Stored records

+ + + + + + +

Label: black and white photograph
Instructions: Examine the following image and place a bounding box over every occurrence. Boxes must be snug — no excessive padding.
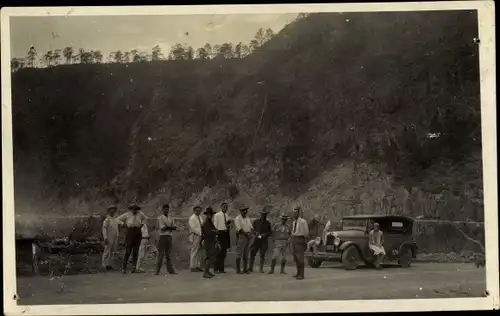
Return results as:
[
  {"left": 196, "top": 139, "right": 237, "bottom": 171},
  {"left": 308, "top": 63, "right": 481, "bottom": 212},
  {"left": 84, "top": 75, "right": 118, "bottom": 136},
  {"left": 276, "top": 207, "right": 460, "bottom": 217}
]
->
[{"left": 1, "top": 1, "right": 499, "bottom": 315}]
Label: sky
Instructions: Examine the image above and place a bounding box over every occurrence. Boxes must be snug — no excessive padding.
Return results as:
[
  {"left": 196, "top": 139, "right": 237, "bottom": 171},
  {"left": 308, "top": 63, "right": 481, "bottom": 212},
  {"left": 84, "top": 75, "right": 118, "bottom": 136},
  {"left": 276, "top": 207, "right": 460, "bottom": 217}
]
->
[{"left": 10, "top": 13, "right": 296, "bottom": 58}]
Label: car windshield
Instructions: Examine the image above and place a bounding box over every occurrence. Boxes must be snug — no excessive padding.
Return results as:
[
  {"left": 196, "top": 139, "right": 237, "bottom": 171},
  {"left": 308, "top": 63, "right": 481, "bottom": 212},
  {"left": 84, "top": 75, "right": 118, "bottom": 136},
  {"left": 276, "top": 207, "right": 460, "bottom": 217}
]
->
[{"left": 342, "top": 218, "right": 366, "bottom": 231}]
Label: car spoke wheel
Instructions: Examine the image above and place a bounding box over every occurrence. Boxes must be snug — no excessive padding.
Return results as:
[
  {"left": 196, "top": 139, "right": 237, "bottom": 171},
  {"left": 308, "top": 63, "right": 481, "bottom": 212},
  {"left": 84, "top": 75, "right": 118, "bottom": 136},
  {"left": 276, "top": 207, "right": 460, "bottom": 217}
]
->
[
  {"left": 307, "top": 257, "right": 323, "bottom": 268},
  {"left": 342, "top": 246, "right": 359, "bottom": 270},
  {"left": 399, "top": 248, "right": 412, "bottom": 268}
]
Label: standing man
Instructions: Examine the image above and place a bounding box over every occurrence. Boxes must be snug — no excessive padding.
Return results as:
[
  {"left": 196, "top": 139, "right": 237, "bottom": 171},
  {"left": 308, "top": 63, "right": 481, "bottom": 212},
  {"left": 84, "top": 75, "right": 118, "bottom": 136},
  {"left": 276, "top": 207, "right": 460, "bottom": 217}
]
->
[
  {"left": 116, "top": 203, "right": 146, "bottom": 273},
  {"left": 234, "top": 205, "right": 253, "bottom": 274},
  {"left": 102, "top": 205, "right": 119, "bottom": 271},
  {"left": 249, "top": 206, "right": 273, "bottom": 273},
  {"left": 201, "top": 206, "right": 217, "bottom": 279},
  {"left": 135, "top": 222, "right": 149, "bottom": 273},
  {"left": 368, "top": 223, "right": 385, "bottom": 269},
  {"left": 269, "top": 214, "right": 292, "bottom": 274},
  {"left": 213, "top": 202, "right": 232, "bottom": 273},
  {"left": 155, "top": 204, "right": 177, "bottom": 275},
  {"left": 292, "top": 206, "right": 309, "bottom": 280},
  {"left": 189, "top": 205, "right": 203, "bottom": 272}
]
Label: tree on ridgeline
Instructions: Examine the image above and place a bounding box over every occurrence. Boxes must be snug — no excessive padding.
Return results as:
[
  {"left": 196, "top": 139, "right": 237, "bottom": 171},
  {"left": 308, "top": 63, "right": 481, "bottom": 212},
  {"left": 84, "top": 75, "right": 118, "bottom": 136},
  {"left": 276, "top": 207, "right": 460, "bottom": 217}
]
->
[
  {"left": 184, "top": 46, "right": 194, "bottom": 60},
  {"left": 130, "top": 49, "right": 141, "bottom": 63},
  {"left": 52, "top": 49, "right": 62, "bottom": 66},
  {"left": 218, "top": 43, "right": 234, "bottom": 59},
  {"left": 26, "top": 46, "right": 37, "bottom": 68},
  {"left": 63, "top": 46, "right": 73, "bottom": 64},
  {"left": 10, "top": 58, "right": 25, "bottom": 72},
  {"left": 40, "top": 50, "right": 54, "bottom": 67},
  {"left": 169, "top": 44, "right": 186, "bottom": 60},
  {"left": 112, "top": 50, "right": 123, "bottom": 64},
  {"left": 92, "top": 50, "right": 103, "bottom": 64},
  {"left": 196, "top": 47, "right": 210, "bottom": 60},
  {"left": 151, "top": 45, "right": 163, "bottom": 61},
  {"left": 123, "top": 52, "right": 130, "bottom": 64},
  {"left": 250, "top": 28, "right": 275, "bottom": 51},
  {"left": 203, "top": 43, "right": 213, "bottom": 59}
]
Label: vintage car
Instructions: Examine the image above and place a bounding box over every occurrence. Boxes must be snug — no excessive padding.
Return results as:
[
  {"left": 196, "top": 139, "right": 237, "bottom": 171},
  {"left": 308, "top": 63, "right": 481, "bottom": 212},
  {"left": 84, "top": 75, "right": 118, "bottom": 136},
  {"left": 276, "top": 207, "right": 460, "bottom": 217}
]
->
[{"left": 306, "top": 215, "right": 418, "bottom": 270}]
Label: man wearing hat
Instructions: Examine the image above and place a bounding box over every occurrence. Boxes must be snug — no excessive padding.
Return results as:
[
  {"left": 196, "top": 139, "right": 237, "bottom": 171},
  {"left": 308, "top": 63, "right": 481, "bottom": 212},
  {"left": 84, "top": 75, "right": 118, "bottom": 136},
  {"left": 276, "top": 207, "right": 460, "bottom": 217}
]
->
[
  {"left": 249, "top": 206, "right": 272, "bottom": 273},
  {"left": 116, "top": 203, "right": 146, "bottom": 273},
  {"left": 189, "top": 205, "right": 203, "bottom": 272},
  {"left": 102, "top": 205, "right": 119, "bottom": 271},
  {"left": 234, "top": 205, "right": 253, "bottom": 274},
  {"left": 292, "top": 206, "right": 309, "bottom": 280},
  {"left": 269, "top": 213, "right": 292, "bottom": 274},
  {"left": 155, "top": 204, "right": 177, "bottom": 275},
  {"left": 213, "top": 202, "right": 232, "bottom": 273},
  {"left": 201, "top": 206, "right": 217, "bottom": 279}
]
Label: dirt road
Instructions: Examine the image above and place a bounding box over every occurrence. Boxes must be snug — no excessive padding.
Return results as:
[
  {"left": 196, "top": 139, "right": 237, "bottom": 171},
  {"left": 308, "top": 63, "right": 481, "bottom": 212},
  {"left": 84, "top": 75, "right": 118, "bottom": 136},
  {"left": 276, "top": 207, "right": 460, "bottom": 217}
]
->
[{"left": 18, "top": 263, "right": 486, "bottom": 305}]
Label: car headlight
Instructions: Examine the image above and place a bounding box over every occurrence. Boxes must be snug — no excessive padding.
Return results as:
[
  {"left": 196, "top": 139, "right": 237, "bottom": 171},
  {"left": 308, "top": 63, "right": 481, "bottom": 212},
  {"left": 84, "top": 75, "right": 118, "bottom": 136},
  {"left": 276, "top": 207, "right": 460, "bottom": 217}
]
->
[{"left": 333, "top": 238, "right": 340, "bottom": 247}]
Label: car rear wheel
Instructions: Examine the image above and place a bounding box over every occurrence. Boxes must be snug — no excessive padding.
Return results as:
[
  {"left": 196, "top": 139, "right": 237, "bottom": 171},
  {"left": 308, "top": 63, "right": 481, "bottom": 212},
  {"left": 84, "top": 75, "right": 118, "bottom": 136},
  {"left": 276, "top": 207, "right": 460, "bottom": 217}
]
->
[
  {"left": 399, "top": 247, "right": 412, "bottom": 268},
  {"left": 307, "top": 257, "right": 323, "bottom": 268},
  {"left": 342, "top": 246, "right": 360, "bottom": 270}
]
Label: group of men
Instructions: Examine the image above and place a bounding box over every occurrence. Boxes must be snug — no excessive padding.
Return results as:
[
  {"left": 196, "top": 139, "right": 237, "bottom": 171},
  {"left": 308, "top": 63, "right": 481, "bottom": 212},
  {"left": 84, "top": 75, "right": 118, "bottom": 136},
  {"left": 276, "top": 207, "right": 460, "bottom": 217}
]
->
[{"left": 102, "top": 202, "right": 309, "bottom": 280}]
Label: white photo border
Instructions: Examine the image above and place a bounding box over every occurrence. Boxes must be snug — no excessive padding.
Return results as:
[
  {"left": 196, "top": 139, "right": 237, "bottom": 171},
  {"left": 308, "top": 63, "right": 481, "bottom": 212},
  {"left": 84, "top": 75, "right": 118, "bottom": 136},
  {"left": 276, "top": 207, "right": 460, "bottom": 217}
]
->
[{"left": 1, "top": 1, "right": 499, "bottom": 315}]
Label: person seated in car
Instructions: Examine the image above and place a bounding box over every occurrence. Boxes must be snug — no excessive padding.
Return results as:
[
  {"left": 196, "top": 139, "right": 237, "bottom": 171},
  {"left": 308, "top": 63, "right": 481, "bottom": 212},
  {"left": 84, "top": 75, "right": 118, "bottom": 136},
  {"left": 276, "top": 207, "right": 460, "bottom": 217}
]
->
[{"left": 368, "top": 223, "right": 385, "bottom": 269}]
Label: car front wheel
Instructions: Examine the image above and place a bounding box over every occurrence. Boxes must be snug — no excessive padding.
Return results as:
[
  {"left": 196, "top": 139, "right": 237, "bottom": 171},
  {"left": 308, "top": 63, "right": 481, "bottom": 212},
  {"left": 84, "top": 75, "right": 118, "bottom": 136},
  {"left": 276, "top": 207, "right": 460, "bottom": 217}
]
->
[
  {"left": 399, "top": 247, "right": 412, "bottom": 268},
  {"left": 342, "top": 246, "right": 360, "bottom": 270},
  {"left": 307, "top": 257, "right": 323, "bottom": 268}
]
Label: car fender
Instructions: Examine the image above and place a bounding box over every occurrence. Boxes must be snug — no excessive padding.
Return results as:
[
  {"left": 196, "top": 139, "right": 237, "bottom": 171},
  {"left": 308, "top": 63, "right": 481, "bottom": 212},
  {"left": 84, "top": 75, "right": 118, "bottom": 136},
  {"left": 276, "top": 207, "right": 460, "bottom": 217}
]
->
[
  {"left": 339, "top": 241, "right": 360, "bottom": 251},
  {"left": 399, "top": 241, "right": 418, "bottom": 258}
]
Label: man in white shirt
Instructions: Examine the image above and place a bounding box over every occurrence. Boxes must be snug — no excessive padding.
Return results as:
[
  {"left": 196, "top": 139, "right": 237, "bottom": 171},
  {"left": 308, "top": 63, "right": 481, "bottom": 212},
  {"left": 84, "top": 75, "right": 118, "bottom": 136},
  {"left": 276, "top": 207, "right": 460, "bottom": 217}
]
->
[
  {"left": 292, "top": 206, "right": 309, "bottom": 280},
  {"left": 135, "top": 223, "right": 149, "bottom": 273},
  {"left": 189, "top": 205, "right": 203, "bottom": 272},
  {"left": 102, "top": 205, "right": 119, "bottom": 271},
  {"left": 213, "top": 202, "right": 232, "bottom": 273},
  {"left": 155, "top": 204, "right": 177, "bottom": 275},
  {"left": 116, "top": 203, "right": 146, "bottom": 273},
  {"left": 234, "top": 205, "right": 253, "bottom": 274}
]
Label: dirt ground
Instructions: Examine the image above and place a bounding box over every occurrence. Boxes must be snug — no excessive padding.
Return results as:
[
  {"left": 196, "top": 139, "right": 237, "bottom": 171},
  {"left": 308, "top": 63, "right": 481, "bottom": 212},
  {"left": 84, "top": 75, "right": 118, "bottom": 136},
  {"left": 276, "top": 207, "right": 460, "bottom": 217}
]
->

+ + + + + + +

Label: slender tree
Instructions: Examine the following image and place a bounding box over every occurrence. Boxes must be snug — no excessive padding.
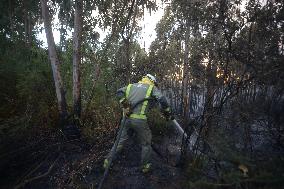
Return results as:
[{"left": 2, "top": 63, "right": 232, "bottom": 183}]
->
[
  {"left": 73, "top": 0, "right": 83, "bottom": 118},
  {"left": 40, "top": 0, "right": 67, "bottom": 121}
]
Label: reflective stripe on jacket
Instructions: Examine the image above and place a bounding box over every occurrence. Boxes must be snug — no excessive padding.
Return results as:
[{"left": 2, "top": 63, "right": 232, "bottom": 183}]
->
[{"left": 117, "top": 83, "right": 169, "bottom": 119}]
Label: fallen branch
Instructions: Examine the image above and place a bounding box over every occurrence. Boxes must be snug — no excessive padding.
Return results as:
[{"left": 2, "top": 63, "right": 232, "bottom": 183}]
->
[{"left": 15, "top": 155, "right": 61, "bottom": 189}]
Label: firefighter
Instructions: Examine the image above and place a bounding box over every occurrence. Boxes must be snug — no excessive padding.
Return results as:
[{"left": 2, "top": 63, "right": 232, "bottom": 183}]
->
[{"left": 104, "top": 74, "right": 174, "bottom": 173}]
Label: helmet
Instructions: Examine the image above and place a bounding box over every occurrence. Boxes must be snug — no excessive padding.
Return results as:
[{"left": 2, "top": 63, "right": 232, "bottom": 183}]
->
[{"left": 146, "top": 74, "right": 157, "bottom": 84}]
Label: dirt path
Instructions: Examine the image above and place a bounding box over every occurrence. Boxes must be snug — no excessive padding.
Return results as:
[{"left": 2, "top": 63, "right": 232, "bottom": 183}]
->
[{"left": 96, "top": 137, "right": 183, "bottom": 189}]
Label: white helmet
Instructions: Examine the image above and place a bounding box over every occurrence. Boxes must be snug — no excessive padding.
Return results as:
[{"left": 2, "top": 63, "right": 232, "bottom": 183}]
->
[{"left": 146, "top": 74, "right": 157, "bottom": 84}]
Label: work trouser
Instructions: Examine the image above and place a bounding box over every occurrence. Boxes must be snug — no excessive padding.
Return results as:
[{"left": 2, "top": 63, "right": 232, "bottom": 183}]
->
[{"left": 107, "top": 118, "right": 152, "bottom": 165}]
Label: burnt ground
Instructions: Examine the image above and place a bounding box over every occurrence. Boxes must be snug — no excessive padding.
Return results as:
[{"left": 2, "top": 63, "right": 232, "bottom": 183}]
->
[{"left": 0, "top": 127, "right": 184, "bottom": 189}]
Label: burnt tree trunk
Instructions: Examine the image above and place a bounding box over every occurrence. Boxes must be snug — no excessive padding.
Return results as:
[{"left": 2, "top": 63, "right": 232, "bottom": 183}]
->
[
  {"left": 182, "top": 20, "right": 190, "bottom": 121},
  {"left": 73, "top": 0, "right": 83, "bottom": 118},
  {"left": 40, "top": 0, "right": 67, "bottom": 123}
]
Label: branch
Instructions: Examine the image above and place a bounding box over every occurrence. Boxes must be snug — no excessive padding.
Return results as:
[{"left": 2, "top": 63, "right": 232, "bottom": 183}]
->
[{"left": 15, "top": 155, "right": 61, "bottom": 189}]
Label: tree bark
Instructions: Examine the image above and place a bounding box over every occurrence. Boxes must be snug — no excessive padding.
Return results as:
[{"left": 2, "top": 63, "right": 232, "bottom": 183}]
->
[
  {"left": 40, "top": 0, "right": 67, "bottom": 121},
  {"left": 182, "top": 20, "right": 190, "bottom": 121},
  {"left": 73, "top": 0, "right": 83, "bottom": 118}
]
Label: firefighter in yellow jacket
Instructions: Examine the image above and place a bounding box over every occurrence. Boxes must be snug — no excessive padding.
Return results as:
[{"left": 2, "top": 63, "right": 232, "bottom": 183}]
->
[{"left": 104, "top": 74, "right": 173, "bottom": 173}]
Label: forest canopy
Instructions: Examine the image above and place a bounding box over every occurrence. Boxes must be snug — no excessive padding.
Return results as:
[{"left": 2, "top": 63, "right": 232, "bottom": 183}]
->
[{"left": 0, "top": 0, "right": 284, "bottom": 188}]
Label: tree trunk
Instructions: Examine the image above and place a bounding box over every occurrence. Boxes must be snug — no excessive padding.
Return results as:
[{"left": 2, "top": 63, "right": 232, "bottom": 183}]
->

+ + + + + + +

→ OBJECTIVE: Pull out every line of the data above that contains the word "white". Case counts, so only matches with the same capitalization qualify.

→ REPLY:
Label: black and white photograph
Label: white photo border
Label: man in white shirt
Label: white helmet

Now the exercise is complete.